*** Given records Section Begins ***

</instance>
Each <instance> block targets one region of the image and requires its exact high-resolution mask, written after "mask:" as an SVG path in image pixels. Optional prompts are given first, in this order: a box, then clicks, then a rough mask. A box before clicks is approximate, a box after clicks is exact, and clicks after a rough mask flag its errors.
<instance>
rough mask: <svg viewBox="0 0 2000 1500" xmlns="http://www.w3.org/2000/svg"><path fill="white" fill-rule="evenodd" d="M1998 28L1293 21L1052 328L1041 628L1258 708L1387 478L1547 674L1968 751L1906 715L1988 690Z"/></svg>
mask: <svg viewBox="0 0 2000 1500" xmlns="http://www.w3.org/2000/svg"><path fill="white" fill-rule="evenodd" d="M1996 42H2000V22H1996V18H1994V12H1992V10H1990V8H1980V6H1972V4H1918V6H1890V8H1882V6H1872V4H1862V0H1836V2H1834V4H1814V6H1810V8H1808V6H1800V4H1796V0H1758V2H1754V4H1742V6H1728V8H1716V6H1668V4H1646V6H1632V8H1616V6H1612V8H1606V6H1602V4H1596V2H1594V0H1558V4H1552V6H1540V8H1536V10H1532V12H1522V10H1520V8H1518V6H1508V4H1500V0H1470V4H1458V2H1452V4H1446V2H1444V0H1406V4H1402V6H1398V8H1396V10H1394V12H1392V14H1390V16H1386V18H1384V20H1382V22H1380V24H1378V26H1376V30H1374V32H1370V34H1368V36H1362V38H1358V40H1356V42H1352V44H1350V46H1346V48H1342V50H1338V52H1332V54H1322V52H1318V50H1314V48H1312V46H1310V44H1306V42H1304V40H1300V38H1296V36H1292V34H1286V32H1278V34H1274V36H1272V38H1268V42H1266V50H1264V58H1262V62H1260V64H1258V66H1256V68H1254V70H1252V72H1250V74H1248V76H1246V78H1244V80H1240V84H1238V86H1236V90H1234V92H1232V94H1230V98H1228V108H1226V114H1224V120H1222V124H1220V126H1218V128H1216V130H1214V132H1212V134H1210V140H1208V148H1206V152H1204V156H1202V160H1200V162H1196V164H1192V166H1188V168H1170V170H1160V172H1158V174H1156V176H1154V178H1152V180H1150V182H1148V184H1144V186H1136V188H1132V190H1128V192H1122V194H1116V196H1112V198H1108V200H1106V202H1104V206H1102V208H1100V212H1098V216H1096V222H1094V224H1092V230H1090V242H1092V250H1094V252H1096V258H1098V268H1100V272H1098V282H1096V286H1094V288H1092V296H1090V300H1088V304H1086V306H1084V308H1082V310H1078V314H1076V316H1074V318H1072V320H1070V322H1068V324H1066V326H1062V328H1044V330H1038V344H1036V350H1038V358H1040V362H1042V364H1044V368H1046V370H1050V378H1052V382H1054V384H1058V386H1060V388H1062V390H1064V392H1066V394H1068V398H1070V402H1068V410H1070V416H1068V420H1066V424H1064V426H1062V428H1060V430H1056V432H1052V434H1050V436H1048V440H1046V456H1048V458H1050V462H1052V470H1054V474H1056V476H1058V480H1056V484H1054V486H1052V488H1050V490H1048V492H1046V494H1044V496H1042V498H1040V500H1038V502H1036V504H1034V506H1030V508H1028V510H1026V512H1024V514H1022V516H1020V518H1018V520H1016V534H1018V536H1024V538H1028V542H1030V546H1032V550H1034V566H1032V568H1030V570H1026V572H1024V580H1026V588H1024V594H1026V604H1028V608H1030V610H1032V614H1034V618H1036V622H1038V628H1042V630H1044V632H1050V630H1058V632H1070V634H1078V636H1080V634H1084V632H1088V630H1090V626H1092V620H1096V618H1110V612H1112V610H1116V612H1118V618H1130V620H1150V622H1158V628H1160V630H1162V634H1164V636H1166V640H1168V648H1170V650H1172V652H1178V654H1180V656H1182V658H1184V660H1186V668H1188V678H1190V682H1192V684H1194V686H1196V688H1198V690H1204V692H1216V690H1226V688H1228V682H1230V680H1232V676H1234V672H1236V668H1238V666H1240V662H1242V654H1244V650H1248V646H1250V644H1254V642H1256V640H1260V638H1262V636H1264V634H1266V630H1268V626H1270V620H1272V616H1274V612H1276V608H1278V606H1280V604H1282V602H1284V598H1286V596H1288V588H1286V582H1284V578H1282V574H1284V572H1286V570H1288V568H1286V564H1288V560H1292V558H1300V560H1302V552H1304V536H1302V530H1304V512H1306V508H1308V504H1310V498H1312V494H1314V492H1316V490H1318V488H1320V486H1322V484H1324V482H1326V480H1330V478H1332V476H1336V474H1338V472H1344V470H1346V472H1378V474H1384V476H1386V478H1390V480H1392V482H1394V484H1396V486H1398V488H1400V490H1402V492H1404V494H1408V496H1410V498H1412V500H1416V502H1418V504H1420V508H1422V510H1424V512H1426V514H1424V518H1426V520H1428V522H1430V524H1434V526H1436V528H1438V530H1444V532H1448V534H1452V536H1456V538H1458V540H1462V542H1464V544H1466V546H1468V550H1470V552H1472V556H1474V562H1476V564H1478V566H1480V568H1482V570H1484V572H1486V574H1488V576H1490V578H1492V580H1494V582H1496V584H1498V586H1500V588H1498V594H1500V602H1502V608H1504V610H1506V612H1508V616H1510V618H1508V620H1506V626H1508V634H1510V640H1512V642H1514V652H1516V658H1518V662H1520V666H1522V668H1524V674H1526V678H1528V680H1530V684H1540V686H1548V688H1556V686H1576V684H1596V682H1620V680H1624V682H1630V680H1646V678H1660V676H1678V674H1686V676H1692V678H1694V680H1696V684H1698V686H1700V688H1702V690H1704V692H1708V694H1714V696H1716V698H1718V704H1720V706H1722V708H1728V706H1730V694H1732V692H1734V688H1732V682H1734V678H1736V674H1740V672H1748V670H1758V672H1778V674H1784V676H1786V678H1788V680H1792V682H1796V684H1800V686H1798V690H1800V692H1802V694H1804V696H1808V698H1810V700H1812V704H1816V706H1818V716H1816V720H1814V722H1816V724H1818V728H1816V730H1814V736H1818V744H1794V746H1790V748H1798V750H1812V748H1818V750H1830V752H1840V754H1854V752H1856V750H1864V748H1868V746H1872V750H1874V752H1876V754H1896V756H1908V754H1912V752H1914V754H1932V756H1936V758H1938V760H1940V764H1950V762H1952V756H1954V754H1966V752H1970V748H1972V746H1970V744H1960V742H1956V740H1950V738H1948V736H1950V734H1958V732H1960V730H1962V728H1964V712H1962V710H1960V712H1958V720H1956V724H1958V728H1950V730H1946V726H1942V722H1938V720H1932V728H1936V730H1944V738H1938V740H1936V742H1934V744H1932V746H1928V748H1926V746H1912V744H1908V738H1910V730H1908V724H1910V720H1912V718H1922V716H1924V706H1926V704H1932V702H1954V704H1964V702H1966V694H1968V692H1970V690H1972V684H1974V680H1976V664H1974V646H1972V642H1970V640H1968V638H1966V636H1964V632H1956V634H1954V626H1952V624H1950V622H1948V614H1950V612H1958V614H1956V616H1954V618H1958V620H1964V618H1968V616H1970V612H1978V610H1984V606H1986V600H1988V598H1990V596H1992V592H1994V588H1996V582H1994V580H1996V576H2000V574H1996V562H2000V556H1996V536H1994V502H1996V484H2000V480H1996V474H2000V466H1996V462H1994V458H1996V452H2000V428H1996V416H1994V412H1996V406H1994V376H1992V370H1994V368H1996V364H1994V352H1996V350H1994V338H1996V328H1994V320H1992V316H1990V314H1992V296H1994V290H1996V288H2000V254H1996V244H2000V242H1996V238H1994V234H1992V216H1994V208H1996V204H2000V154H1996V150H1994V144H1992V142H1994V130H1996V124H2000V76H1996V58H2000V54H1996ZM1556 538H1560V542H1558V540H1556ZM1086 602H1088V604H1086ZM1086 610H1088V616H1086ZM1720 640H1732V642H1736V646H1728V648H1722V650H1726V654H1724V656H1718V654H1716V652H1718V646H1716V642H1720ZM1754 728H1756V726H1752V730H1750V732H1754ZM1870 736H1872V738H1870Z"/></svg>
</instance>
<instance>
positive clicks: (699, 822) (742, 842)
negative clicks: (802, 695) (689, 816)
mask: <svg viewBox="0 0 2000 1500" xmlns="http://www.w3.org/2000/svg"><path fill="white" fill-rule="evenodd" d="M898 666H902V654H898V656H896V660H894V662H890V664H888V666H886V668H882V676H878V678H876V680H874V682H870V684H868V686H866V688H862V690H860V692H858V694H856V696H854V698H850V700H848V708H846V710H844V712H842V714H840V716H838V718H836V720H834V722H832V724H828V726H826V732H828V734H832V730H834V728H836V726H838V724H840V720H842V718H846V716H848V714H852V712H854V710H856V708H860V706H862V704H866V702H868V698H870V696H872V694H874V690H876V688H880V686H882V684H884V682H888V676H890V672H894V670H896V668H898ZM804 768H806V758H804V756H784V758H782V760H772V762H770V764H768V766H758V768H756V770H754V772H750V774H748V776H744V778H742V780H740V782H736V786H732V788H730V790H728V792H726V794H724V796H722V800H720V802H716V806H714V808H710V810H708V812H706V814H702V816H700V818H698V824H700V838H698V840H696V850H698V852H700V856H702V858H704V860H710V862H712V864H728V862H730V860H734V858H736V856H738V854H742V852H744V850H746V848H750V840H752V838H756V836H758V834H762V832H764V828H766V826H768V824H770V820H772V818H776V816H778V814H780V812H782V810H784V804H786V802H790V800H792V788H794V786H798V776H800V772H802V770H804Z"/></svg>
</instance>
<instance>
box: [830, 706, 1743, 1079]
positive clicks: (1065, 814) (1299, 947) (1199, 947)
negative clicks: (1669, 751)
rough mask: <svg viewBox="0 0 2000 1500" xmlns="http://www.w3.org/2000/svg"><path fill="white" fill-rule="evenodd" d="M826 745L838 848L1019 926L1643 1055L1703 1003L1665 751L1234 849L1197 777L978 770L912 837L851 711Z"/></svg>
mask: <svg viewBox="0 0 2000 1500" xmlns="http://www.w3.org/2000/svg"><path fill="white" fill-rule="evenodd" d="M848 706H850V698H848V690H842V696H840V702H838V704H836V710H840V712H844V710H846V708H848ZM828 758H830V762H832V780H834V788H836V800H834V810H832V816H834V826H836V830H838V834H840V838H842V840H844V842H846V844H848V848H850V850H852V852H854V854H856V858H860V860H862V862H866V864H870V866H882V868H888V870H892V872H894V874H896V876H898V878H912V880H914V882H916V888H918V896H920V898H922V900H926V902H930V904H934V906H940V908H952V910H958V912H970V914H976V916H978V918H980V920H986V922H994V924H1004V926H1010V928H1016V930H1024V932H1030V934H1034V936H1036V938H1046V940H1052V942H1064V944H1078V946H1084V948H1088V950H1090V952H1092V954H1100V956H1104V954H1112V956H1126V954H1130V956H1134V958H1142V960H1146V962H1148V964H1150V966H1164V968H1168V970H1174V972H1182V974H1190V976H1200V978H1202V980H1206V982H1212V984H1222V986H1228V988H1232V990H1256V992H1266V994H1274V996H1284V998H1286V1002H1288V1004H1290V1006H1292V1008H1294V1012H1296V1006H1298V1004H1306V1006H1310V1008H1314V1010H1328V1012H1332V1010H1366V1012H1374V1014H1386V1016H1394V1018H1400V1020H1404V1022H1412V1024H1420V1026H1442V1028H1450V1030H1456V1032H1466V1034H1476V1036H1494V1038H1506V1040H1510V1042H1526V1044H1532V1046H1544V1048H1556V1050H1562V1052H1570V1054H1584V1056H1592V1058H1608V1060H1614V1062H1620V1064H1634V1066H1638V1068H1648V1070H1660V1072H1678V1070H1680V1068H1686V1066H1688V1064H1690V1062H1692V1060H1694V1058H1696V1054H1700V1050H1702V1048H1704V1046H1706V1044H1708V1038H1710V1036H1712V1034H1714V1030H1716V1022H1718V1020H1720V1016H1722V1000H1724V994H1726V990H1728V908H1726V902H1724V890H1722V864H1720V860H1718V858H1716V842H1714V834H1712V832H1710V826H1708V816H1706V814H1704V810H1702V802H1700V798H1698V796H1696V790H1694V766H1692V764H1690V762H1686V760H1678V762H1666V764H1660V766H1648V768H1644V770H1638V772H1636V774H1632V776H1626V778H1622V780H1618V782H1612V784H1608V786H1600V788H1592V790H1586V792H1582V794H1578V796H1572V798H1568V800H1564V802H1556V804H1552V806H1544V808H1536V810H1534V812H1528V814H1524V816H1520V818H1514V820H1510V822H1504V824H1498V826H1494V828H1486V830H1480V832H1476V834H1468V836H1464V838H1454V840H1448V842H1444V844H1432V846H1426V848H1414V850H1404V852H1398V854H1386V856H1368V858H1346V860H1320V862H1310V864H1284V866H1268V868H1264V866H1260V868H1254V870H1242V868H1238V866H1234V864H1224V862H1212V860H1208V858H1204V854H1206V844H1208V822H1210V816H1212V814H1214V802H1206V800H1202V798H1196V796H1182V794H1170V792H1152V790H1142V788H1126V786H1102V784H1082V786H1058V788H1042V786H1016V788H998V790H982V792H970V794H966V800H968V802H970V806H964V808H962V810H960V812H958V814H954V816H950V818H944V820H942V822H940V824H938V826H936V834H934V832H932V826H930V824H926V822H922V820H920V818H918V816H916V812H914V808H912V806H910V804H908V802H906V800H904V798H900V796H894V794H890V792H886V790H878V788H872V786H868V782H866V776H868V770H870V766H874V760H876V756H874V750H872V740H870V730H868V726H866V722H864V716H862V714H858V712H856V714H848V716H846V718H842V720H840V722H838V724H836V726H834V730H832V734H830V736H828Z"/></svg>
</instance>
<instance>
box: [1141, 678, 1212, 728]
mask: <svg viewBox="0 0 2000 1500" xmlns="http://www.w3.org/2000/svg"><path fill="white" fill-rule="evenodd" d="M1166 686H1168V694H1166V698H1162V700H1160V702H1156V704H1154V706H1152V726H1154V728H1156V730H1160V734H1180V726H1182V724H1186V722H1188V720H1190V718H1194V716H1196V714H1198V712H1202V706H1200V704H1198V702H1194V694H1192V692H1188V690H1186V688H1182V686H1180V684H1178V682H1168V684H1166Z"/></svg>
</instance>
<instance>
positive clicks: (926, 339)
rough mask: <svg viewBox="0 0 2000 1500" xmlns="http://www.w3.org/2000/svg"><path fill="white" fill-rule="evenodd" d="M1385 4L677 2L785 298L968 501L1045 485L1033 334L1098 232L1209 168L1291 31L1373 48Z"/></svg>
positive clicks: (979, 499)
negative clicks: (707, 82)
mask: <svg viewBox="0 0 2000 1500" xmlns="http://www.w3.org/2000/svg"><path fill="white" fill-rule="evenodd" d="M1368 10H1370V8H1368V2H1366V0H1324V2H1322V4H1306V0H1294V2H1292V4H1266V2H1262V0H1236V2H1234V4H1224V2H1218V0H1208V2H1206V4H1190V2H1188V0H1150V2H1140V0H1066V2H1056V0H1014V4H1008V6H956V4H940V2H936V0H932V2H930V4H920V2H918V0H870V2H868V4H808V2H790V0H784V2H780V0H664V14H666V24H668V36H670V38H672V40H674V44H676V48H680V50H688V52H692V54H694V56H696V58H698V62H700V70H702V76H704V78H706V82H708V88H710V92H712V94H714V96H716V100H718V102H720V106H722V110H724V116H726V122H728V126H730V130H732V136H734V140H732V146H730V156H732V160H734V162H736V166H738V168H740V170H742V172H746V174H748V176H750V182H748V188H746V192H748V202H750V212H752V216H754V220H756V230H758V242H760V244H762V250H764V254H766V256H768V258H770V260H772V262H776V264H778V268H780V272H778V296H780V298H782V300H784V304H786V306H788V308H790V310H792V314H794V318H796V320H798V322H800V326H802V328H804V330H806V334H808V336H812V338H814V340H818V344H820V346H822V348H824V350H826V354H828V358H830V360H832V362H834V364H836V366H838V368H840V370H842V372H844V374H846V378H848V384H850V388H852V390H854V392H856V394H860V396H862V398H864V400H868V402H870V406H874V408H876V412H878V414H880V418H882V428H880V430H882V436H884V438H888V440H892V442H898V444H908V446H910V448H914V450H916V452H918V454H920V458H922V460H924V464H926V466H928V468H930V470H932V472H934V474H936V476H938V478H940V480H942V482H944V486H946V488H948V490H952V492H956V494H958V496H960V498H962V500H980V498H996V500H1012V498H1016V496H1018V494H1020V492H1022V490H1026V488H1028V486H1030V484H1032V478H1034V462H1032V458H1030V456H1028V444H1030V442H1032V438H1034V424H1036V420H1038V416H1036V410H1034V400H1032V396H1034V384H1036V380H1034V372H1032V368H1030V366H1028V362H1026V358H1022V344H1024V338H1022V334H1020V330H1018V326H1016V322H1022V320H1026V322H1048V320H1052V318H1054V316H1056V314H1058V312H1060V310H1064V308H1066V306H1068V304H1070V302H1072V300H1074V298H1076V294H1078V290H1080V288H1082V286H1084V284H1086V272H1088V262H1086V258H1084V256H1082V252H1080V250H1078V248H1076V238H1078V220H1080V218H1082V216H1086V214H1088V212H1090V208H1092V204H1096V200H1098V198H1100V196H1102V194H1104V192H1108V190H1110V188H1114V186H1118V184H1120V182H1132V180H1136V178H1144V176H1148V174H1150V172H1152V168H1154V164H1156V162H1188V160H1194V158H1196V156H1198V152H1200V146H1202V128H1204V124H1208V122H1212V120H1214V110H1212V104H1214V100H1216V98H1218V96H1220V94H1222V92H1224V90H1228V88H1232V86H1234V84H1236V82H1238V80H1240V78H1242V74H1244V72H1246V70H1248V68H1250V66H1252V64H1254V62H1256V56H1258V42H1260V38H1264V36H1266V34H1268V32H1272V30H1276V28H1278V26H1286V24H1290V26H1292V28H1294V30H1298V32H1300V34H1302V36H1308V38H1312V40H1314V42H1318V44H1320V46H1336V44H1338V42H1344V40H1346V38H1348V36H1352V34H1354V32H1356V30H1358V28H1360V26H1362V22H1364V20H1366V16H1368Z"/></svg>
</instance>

*** Given records Section Ends ***

» Description of the task
Transcribe the records above from the line holding "box: [830, 706, 1743, 1079]" down to the line holding "negative clicks: (1669, 751)", inclusive, without adding anything.

» Worked solution
box: [830, 706, 1743, 1079]
positive clicks: (1065, 814) (1299, 947) (1199, 947)
negative clicks: (1669, 751)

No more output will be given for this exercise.